Contour labeling entries:
★ ★ ★ ★

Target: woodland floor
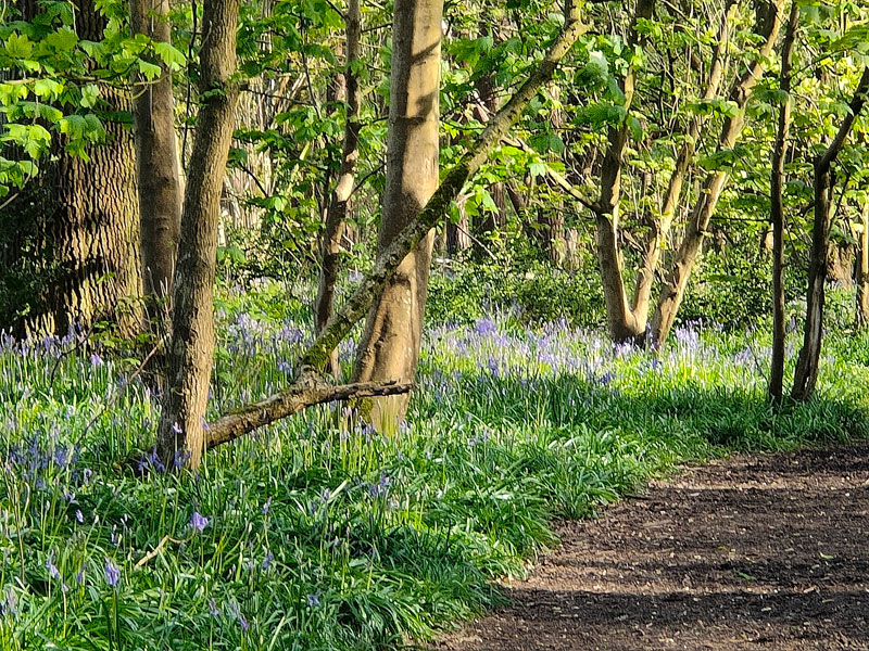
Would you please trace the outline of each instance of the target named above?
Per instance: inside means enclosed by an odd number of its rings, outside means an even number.
[[[869,444],[716,461],[558,533],[437,649],[869,650]]]

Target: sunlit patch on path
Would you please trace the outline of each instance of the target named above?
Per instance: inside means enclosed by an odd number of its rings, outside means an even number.
[[[869,649],[869,445],[733,457],[656,482],[439,649]]]

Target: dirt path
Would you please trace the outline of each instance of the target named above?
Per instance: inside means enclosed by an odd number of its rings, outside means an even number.
[[[564,525],[438,649],[869,650],[869,445],[734,457]]]

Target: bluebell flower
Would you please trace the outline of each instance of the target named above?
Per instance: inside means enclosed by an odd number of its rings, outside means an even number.
[[[202,515],[199,511],[193,511],[193,515],[190,518],[189,526],[201,534],[203,531],[205,531],[205,527],[209,526],[209,519]]]
[[[121,580],[121,570],[109,559],[105,559],[105,567],[103,569],[103,573],[105,575],[105,583],[113,588]]]

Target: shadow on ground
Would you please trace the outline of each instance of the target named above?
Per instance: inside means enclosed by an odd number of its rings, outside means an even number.
[[[715,462],[559,534],[438,648],[869,650],[869,444]]]

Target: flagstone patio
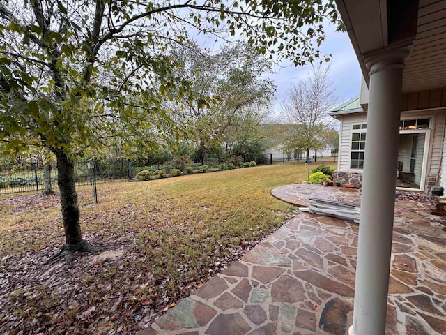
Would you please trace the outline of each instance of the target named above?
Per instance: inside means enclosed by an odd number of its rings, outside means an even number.
[[[318,185],[272,194],[301,207],[312,195],[360,200],[358,190]],[[434,208],[396,201],[386,334],[446,334],[446,218]],[[139,334],[346,334],[358,230],[300,213]]]

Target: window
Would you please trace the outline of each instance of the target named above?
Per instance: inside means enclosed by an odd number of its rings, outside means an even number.
[[[365,150],[365,131],[367,124],[354,124],[351,134],[351,169],[364,168],[364,153]]]
[[[413,131],[414,129],[426,129],[429,128],[429,121],[430,119],[401,120],[399,122],[399,130]]]

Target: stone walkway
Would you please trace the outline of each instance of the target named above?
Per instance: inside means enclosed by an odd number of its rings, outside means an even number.
[[[289,185],[272,195],[359,202],[357,190]],[[446,218],[397,200],[388,334],[446,334]],[[346,334],[352,324],[358,225],[300,213],[159,318],[140,335]]]

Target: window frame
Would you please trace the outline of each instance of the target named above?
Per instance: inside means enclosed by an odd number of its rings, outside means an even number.
[[[365,156],[365,141],[367,131],[367,123],[356,124],[352,125],[350,137],[350,156],[348,162],[350,170],[360,171],[362,171],[364,170],[364,158]],[[355,134],[359,135],[359,137],[357,140],[355,140],[353,138],[354,137],[355,137]],[[356,143],[357,143],[357,149],[353,149],[354,144]],[[361,149],[361,147],[362,147],[362,149]],[[355,158],[353,158],[353,157],[354,154],[357,155]],[[352,166],[353,162],[357,162],[355,166]],[[360,166],[362,166],[362,168]]]

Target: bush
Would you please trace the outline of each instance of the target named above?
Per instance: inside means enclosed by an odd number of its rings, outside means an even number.
[[[148,180],[151,179],[151,176],[152,175],[152,172],[147,170],[143,170],[142,171],[138,172],[136,175],[137,179],[138,180]]]
[[[184,171],[189,164],[190,164],[190,157],[188,156],[175,156],[172,161],[173,168],[178,169],[180,171]]]
[[[220,164],[220,165],[218,165],[218,168],[224,170],[228,170],[229,168],[228,168],[227,164]]]
[[[181,174],[181,170],[179,169],[172,169],[170,170],[170,174],[171,176],[179,176],[180,174]]]
[[[218,158],[215,157],[211,157],[208,158],[206,163],[208,163],[208,166],[210,168],[217,168],[218,166]]]
[[[332,169],[330,166],[328,165],[318,165],[315,167],[312,172],[321,172],[327,176],[332,176],[334,170]]]
[[[164,169],[160,169],[160,170],[157,170],[155,172],[155,174],[156,174],[157,176],[159,176],[160,178],[162,178],[163,177],[166,177],[166,174],[167,174],[167,172]]]
[[[324,180],[328,180],[328,178],[321,171],[310,174],[308,178],[308,181],[313,184],[321,184],[321,181],[323,181]]]
[[[242,161],[243,160],[241,156],[232,155],[228,159],[227,163],[232,163],[234,166],[239,166],[240,168],[243,168],[242,165],[243,165],[243,162]]]

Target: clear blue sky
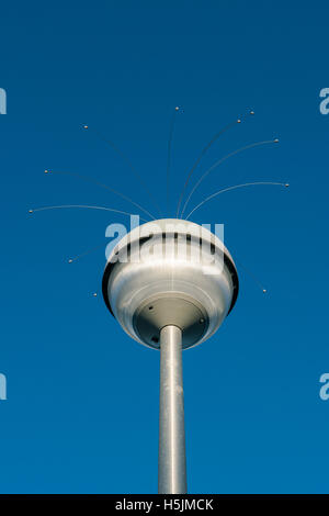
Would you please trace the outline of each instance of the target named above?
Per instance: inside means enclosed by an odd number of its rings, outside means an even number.
[[[112,138],[166,210],[186,168],[223,164],[220,187],[288,181],[220,195],[194,222],[224,223],[240,295],[211,340],[184,352],[191,493],[329,492],[328,2],[4,2],[0,88],[3,493],[156,493],[159,355],[132,341],[100,291],[105,212],[26,213],[47,204],[129,204],[44,169],[91,175],[150,207],[129,169],[82,124]],[[264,295],[241,263],[264,283]],[[99,292],[98,298],[92,292]]]

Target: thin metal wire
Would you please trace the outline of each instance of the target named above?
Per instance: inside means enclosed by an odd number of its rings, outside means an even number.
[[[254,111],[249,111],[248,113],[249,115],[253,115],[254,114]],[[247,115],[246,115],[247,116]],[[196,158],[196,160],[194,161],[192,168],[190,169],[190,171],[188,172],[188,177],[186,177],[186,181],[183,186],[183,189],[182,189],[182,192],[181,192],[181,195],[180,195],[180,199],[179,199],[179,202],[178,202],[178,206],[177,206],[177,218],[179,217],[179,212],[180,212],[180,207],[181,207],[181,203],[182,203],[182,200],[183,200],[183,195],[184,195],[184,192],[188,188],[188,184],[189,184],[189,181],[191,179],[191,176],[192,173],[194,172],[194,170],[196,169],[197,165],[200,164],[200,161],[202,160],[203,156],[207,153],[207,150],[214,145],[214,143],[219,138],[219,136],[222,136],[222,134],[226,133],[228,130],[230,130],[231,127],[234,127],[236,124],[240,124],[241,123],[241,119],[237,119],[235,120],[234,122],[230,122],[229,124],[225,125],[220,131],[218,131],[218,133],[216,133],[213,138],[207,143],[207,145],[202,149],[201,154],[198,155],[198,157]]]
[[[171,116],[170,126],[169,126],[169,137],[168,137],[168,153],[167,153],[167,213],[169,215],[169,201],[170,201],[170,166],[171,166],[171,144],[174,130],[175,115],[179,111],[179,108],[174,108],[174,112]]]
[[[183,210],[181,211],[181,214],[180,214],[180,217],[182,218],[183,217],[183,214],[184,214],[184,211],[186,210],[186,206],[190,202],[190,199],[191,197],[193,195],[193,193],[195,192],[195,190],[198,188],[198,186],[201,184],[201,182],[206,178],[206,176],[208,176],[211,173],[212,170],[214,170],[214,168],[218,167],[220,164],[223,164],[224,161],[226,161],[227,159],[231,158],[232,156],[236,156],[237,154],[239,153],[242,153],[243,150],[247,150],[249,148],[253,148],[253,147],[259,147],[261,145],[268,145],[268,144],[276,144],[279,142],[279,139],[265,139],[263,142],[256,142],[253,144],[249,144],[249,145],[245,145],[243,147],[240,147],[236,150],[234,150],[232,153],[229,153],[227,154],[226,156],[224,156],[224,158],[220,158],[218,159],[218,161],[216,161],[214,165],[212,165],[212,167],[209,167],[204,173],[203,176],[198,179],[198,181],[194,184],[193,189],[191,190],[190,192],[190,195],[188,197],[186,201],[185,201],[185,204],[183,206]]]
[[[122,210],[114,210],[113,207],[89,206],[89,205],[86,205],[86,204],[63,204],[63,205],[59,205],[59,206],[42,206],[42,207],[35,207],[33,210],[29,210],[29,213],[43,212],[45,210],[61,210],[61,209],[66,209],[66,207],[68,207],[68,209],[82,207],[82,209],[86,209],[86,210],[103,210],[105,212],[121,213],[122,215],[128,215],[128,216],[133,215],[133,213],[123,212]],[[139,218],[143,222],[149,222],[149,221],[146,221],[145,218],[141,218],[141,217],[139,217]]]
[[[155,217],[150,212],[148,212],[147,210],[145,210],[145,207],[140,206],[140,204],[138,204],[137,202],[133,201],[131,198],[128,198],[128,197],[125,195],[124,193],[118,192],[117,190],[113,190],[113,188],[107,187],[107,184],[103,184],[103,183],[97,181],[95,179],[90,178],[89,176],[82,176],[81,173],[76,173],[76,172],[63,172],[63,171],[56,171],[56,170],[45,170],[45,173],[57,173],[57,175],[61,175],[61,176],[72,176],[72,177],[76,177],[76,178],[78,178],[78,179],[81,179],[82,181],[87,181],[87,182],[94,183],[94,184],[97,184],[98,187],[104,188],[105,190],[110,190],[110,192],[114,193],[115,195],[121,197],[121,198],[124,199],[125,201],[131,202],[131,203],[134,204],[136,207],[138,207],[138,210],[141,210],[144,213],[146,213],[148,216],[150,216],[150,218],[156,220],[156,217]]]
[[[150,193],[150,191],[148,190],[147,186],[145,184],[144,180],[141,179],[141,177],[139,176],[139,173],[136,171],[135,167],[133,166],[132,161],[129,160],[129,158],[111,141],[111,139],[107,139],[105,138],[101,133],[99,133],[98,131],[95,131],[94,128],[90,128],[89,125],[83,125],[83,128],[86,130],[89,130],[91,131],[92,133],[94,133],[100,139],[102,139],[104,143],[106,143],[107,145],[110,145],[110,147],[113,148],[113,150],[115,150],[115,153],[126,162],[126,165],[129,167],[129,169],[132,170],[132,172],[134,173],[135,178],[138,180],[138,182],[140,183],[140,186],[144,188],[144,190],[147,192],[148,197],[150,198],[151,202],[154,203],[154,205],[157,207],[158,212],[160,213],[160,216],[162,216],[162,213],[161,213],[161,209],[159,206],[159,204],[157,203],[155,197]]]
[[[284,182],[274,182],[274,181],[256,181],[256,182],[245,182],[245,183],[241,183],[241,184],[234,184],[232,187],[228,187],[228,188],[224,188],[222,190],[219,190],[218,192],[215,192],[213,193],[212,195],[208,195],[206,199],[204,199],[202,202],[200,202],[195,207],[193,207],[193,210],[189,213],[189,215],[186,216],[186,221],[190,218],[190,216],[196,211],[198,210],[201,206],[203,206],[206,202],[211,201],[212,199],[214,199],[215,197],[219,195],[220,193],[224,193],[224,192],[229,192],[230,190],[236,190],[238,188],[243,188],[243,187],[253,187],[253,186],[257,186],[257,184],[271,184],[271,186],[280,186],[280,187],[288,187],[288,183],[284,183]]]

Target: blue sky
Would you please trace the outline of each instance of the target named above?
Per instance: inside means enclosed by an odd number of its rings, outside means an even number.
[[[319,111],[328,14],[325,1],[1,5],[0,492],[157,492],[159,355],[92,295],[105,227],[126,217],[27,210],[129,211],[104,189],[44,169],[92,176],[150,207],[126,164],[82,130],[89,124],[123,149],[166,211],[175,105],[168,215],[202,147],[250,109],[195,179],[240,146],[280,144],[223,164],[193,203],[249,180],[291,183],[227,192],[192,217],[225,224],[240,294],[220,330],[184,352],[189,492],[329,492],[329,401],[319,397],[329,372],[329,115]]]

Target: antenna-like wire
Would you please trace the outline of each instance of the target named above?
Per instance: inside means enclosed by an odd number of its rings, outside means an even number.
[[[169,198],[170,198],[170,165],[171,165],[171,144],[174,130],[175,115],[179,111],[179,106],[174,108],[174,112],[171,116],[171,122],[169,126],[169,137],[168,137],[168,153],[167,153],[167,213],[169,215]]]
[[[121,213],[122,215],[128,215],[132,216],[132,213],[128,212],[123,212],[122,210],[114,210],[113,207],[107,207],[107,206],[89,206],[86,204],[63,204],[59,206],[42,206],[42,207],[34,207],[33,210],[29,210],[29,213],[34,213],[34,212],[43,212],[45,210],[61,210],[61,209],[75,209],[75,207],[82,207],[86,210],[103,210],[105,212],[114,212],[114,213]],[[140,221],[143,222],[148,222],[145,218],[139,217]]]
[[[249,111],[248,113],[249,115],[253,115],[254,114],[254,111]],[[197,165],[200,164],[200,161],[202,160],[203,156],[207,153],[207,150],[212,147],[212,145],[214,145],[214,143],[219,138],[219,136],[222,136],[222,134],[226,133],[228,130],[230,130],[231,127],[234,127],[236,124],[240,124],[241,123],[241,119],[237,119],[235,120],[234,122],[230,122],[229,124],[225,125],[220,131],[218,131],[218,133],[216,133],[213,138],[207,143],[207,145],[202,149],[201,154],[198,155],[198,157],[196,158],[196,160],[194,161],[192,168],[190,169],[190,171],[188,172],[188,177],[186,177],[186,181],[183,186],[183,189],[182,189],[182,192],[181,192],[181,195],[180,195],[180,199],[179,199],[179,202],[178,202],[178,205],[177,205],[177,218],[179,217],[179,212],[180,212],[180,207],[181,207],[181,203],[182,203],[182,200],[183,200],[183,195],[184,195],[184,192],[188,188],[188,184],[189,184],[189,181],[191,179],[191,176],[192,173],[194,172],[194,170],[196,169]]]
[[[104,188],[105,190],[110,190],[110,192],[114,193],[115,195],[118,195],[122,199],[124,199],[125,201],[128,201],[129,203],[134,204],[134,206],[138,207],[138,210],[141,210],[144,213],[146,213],[148,216],[150,216],[150,218],[156,220],[156,217],[151,213],[149,213],[147,210],[145,210],[145,207],[140,206],[140,204],[133,201],[131,198],[128,198],[124,193],[121,193],[117,190],[113,190],[113,188],[107,187],[107,184],[103,184],[103,183],[97,181],[95,179],[90,178],[89,176],[82,176],[82,175],[76,173],[76,172],[63,172],[63,171],[55,171],[55,170],[45,170],[45,173],[56,173],[56,175],[60,175],[60,176],[72,176],[75,178],[81,179],[82,181],[92,182],[93,184],[97,184],[98,187]]]
[[[212,199],[214,199],[216,195],[219,195],[220,193],[229,192],[230,190],[236,190],[237,188],[253,187],[257,184],[271,184],[271,186],[280,186],[280,187],[286,187],[286,188],[290,186],[287,182],[257,181],[257,182],[245,182],[241,184],[235,184],[232,187],[224,188],[223,190],[219,190],[218,192],[215,192],[212,195],[207,197],[201,203],[198,203],[195,207],[193,207],[193,210],[189,213],[185,220],[188,221],[190,216],[195,212],[195,210],[198,210],[198,207],[203,206],[203,204],[211,201]]]
[[[158,205],[157,201],[155,200],[154,195],[150,193],[150,191],[148,190],[147,186],[145,184],[144,180],[141,179],[141,177],[139,176],[139,173],[136,171],[135,167],[133,166],[132,161],[129,160],[129,158],[111,141],[111,139],[107,139],[105,138],[101,133],[99,133],[98,131],[95,131],[94,128],[90,128],[89,125],[83,125],[83,128],[84,130],[89,130],[91,131],[92,133],[94,133],[100,139],[102,139],[102,142],[105,142],[107,145],[110,145],[110,147],[113,148],[113,150],[115,150],[116,154],[118,154],[118,156],[127,164],[127,166],[129,167],[129,169],[132,170],[132,172],[134,173],[135,178],[138,180],[138,182],[140,183],[140,186],[144,188],[144,190],[147,192],[148,197],[150,198],[150,200],[152,201],[152,203],[155,204],[155,206],[157,207],[157,210],[159,211],[160,213],[160,216],[162,216],[162,213],[161,213],[161,209],[160,206]]]
[[[262,290],[263,294],[265,294],[268,292],[268,289],[264,288],[264,285],[260,282],[260,280],[253,274],[253,272],[251,272],[249,269],[247,269],[246,266],[243,266],[241,263],[240,260],[237,260],[236,256],[235,256],[235,261],[238,263],[239,267],[241,267],[245,272],[247,272],[247,274],[256,282],[256,284],[258,287],[260,287],[260,289]]]
[[[218,159],[218,161],[216,161],[214,165],[212,165],[212,167],[209,167],[204,173],[203,176],[198,179],[198,181],[194,184],[192,191],[190,192],[190,195],[188,197],[186,201],[185,201],[185,204],[183,206],[183,210],[181,211],[181,215],[180,217],[182,218],[183,217],[183,214],[184,214],[184,211],[186,210],[186,206],[190,202],[190,199],[191,197],[193,195],[193,193],[195,192],[195,190],[197,189],[197,187],[201,184],[201,182],[204,180],[204,178],[206,176],[208,176],[208,173],[214,170],[214,168],[218,167],[220,164],[223,164],[224,161],[226,161],[227,159],[231,158],[232,156],[236,156],[237,154],[239,153],[242,153],[243,150],[247,150],[249,148],[253,148],[253,147],[259,147],[261,145],[268,145],[268,144],[277,144],[279,143],[279,139],[275,138],[275,139],[265,139],[263,142],[256,142],[253,144],[249,144],[249,145],[245,145],[243,147],[240,147],[236,150],[234,150],[232,153],[229,153],[227,154],[226,156],[224,156],[224,158],[220,158]]]

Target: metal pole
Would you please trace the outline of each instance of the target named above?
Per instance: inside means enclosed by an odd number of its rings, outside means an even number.
[[[164,326],[160,333],[159,493],[186,491],[182,332]]]

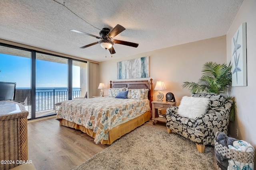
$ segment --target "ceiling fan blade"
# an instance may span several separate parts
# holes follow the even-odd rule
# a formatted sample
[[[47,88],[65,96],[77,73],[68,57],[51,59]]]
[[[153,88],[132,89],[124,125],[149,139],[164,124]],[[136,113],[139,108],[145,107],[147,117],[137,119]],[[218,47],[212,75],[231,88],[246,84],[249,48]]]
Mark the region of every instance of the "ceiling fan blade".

★ ★ ★ ★

> [What the task requires]
Arrange the part that opens with the line containing "Target: shadow on ground" and closes with the line containing "[[[715,462],[559,534],[438,648],[869,650],[869,444]]]" as a Markdown table with the columns "Row" and "Line". Give each line its own row, numbered from 1, and leave out blank lines.

> [Solved problem]
| Row | Line |
|---|---|
| 1 | Target: shadow on ground |
| 2 | Would you please trace the outline of each instance of the target named above? |
| 3 | Per instance: inside means enclosed by an odd number of its rings, outside means an even number. |
| 4 | [[[715,462],[559,534],[438,648],[869,650],[869,444]]] |